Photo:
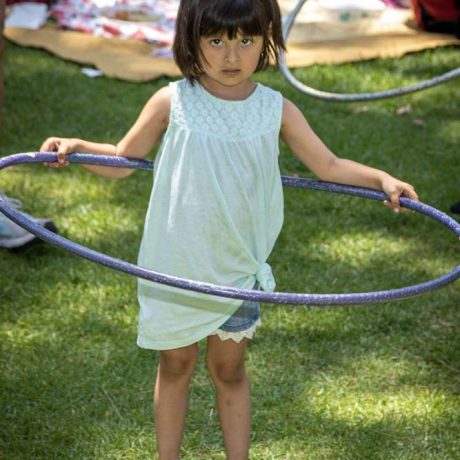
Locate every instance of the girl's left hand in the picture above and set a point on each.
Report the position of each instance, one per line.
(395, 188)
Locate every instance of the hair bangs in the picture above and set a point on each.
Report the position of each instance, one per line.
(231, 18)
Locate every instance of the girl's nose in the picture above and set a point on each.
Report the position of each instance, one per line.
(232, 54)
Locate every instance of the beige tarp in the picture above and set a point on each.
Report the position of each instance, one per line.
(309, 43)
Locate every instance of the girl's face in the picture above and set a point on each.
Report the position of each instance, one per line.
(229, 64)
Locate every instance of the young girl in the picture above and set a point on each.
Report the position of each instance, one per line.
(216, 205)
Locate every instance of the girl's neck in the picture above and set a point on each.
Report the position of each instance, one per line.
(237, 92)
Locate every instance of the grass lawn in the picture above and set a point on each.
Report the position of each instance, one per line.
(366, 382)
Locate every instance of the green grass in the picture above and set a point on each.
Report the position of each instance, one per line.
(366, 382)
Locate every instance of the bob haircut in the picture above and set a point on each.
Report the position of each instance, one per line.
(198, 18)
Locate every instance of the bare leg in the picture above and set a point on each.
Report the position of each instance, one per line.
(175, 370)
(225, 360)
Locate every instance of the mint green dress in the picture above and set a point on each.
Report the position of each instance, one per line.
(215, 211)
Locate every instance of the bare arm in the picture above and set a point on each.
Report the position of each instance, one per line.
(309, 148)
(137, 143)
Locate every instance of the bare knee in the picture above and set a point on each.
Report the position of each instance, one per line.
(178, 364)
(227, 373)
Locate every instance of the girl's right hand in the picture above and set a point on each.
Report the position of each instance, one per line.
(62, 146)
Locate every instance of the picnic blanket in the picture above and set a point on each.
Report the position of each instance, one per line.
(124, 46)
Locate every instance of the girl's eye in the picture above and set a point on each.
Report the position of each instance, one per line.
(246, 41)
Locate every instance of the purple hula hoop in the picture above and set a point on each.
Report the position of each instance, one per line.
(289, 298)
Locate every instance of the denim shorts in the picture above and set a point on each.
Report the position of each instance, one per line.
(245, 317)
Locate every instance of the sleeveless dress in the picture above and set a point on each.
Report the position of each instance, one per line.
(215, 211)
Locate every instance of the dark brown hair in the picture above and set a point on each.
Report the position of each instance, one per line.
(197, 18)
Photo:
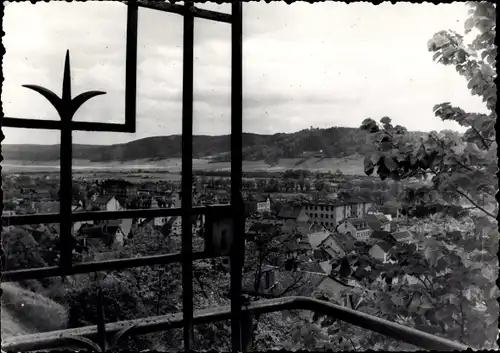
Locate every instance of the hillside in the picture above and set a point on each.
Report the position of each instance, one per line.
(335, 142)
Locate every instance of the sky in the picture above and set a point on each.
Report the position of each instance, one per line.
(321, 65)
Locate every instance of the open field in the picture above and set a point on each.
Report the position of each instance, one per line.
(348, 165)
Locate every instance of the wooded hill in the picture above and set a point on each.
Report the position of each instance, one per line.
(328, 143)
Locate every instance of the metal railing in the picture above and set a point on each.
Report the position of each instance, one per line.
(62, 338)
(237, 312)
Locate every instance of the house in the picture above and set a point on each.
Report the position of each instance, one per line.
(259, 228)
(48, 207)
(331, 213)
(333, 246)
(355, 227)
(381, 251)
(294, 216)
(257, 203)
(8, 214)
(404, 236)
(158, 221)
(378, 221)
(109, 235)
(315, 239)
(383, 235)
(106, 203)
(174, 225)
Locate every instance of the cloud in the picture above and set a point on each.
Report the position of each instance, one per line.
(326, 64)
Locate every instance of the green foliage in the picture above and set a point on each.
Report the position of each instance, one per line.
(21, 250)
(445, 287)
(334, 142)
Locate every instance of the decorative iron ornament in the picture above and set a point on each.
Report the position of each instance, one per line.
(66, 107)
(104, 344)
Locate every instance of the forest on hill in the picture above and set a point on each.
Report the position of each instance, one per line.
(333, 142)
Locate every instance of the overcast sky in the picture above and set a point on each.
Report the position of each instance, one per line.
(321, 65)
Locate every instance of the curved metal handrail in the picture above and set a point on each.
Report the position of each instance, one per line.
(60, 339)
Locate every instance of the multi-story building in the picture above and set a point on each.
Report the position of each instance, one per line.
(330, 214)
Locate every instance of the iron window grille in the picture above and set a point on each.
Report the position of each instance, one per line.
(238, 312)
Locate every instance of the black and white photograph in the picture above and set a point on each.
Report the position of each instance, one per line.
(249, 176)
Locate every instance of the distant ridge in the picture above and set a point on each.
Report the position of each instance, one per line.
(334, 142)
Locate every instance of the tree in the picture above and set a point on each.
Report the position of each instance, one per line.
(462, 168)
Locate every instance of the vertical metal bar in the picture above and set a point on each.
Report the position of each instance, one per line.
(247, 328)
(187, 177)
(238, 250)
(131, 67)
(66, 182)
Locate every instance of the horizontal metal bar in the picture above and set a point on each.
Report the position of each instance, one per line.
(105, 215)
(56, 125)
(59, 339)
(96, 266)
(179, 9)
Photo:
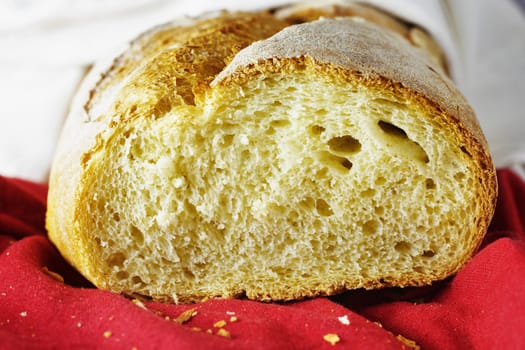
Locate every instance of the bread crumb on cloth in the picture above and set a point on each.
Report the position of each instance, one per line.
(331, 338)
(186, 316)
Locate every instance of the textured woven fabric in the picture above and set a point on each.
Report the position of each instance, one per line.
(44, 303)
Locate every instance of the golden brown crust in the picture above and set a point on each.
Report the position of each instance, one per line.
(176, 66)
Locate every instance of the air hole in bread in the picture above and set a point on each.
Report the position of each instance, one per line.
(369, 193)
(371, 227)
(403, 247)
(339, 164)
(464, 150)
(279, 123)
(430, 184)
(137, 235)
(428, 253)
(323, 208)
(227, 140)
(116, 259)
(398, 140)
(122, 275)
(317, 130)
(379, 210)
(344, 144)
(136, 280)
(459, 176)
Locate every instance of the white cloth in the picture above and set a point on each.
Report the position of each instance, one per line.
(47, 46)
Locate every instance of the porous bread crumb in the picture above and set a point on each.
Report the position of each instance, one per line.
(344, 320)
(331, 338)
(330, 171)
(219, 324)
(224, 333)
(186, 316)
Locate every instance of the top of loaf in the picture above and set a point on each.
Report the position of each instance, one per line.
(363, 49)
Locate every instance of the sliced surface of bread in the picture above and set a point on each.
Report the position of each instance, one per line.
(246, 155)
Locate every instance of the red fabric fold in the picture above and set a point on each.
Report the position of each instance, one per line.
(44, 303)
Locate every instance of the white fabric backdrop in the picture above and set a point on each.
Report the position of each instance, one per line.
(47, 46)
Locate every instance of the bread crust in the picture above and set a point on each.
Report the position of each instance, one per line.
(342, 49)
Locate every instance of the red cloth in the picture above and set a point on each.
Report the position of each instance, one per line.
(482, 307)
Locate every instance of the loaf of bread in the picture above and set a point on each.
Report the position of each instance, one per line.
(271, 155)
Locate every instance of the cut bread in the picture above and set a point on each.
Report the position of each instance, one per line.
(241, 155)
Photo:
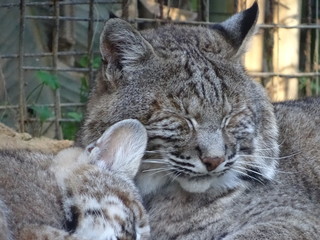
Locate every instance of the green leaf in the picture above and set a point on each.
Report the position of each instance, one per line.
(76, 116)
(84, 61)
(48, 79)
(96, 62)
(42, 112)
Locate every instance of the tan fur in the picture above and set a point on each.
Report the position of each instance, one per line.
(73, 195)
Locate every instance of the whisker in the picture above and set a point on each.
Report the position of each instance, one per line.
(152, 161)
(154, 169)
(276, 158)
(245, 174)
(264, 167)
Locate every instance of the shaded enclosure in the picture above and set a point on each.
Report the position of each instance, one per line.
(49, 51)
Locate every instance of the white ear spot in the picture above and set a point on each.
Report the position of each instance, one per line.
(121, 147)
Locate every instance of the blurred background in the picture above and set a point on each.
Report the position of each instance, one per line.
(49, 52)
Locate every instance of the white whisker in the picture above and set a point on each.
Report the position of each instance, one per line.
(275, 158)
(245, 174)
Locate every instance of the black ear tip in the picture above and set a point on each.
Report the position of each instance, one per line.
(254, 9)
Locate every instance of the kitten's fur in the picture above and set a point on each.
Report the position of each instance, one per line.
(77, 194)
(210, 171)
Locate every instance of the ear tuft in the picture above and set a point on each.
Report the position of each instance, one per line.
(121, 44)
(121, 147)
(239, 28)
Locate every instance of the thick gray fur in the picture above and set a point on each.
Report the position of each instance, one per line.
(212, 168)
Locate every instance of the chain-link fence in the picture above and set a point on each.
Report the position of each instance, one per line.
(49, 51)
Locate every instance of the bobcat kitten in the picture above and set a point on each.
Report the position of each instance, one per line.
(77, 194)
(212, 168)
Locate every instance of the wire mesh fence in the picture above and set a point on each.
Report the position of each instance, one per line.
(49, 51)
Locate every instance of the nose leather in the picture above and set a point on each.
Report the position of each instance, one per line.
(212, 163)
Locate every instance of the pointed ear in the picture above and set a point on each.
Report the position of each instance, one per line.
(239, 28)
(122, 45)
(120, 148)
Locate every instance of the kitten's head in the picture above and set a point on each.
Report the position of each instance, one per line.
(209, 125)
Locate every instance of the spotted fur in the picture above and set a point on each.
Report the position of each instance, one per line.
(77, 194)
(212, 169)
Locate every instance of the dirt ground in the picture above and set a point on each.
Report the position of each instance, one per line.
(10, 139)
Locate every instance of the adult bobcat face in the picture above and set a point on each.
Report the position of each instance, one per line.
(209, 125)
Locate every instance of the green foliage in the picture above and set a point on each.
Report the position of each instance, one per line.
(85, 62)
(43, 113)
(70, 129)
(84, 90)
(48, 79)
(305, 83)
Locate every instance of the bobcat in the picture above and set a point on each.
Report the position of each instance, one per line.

▶ [What you need to do]
From the line that contains "Locate every instance of the ear" to the last line of the material above, repeat every line exactly, keeping both the first and the last.

▶ [Solution below]
Locate every instance of the ear tuft in the picture above and set a point on each.
Report the position of each instance, one per line.
(121, 44)
(121, 147)
(239, 28)
Locate every instance of the thick gray fur in the picture above and set a point on each.
Report the position of each instance, one per line.
(212, 168)
Locate every instance of the chain-link fence in the picture above and set a point on each.
Report the position of each instance, one per line.
(49, 51)
Locate every instance of the bobcat kitten in the picture above and set a point on each.
Report the position of each instance, one per line.
(77, 194)
(212, 168)
Locate every instance of the wire mesh fence in the picture above and set a point on each.
Report the position of each instance, one per line.
(49, 51)
Locate every instance of the nose leather in the picture above and set a point on each.
Report the position of each instance, one per line.
(212, 163)
Locate every instance of the pointed ear in the picture above and set a point on each.
Report the position of each instance, one per line.
(239, 28)
(122, 45)
(120, 148)
Locate every instance of the kitten's head in the picture above and set a point on each.
Report the position of each instance, one per line.
(209, 125)
Locate every instance of the spotted fur in the picture above and set a point on each.
Report the position of each instance, one per line.
(77, 194)
(212, 169)
Locate every instance of the dirt ground in the picture above and set a point on each.
Report the position of each instance, one per line.
(10, 139)
Locate every instance of the adult bobcat face in the picture above and set a point on each.
Report the position of each instance, one per line.
(209, 125)
Locate every instance of the green foliage in the picture above and set a point on each.
Report the position of each instance, one per line.
(85, 62)
(43, 113)
(70, 129)
(84, 90)
(48, 79)
(305, 83)
Locate every instance of the bobcat in the picture above and set a point on each.
Report the position of each instance, one per line.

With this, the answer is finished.